--- begin THE DATA ---

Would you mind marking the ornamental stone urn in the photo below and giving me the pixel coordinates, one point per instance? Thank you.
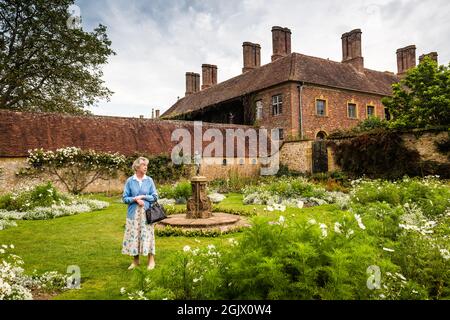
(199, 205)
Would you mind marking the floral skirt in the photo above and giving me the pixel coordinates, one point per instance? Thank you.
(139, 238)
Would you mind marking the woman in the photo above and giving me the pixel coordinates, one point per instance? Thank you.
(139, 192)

--- end THE DATA ---
--- begin THE DATA ---

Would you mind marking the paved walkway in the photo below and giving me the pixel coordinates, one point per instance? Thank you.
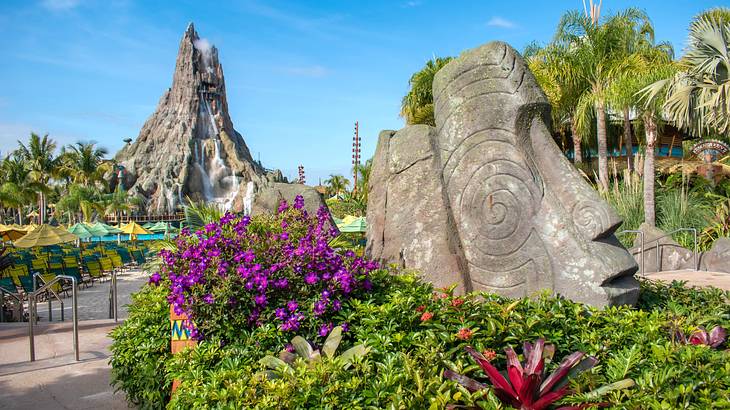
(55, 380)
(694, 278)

--- end THE DATA ---
--- begin THE DATA ---

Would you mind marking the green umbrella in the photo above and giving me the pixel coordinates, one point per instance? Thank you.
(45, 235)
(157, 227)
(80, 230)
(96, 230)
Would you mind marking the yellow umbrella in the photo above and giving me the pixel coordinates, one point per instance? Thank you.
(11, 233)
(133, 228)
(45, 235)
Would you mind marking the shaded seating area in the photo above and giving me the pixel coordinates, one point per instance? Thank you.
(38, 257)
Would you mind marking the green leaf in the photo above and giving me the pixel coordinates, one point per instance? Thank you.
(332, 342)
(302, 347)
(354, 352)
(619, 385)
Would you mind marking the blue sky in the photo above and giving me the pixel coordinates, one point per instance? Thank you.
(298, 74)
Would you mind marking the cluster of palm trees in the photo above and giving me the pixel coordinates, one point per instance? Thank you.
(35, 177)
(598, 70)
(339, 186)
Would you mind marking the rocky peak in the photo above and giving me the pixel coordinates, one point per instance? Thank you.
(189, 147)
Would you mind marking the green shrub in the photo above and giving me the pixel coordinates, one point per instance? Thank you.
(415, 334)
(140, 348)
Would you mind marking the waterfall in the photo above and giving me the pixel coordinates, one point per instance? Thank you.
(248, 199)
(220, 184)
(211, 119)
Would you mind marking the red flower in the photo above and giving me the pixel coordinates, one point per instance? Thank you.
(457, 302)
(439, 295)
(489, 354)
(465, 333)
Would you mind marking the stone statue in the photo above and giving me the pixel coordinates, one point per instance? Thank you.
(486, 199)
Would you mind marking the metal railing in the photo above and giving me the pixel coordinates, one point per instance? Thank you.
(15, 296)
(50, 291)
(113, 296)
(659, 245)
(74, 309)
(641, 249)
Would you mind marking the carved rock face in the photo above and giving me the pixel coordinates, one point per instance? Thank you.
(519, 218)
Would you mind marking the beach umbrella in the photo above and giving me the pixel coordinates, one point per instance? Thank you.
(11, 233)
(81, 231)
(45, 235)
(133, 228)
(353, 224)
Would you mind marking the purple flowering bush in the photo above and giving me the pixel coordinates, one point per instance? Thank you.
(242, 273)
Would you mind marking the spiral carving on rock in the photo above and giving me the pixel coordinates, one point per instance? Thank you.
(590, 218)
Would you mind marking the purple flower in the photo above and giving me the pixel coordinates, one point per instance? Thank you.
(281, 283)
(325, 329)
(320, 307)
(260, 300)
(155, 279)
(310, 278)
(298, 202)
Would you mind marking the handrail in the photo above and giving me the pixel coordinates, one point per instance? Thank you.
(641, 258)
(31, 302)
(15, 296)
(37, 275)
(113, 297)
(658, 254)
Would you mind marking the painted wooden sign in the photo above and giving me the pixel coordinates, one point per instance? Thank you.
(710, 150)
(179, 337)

--- end THE DATA ---

**WORK TO BE COMPLETED:** Select every line in the entries above that contains the string "below", and copy each of those lines. Case counts.

**ANSWER:**
Would you mind marking the ornamental stone urn in the photo below and giving me the pixel coordinates, one point per instance? Thank you.
Would you mind marking the paved walkway in the photo below and giving me the pixel coordinates, one point per instance? Thank you.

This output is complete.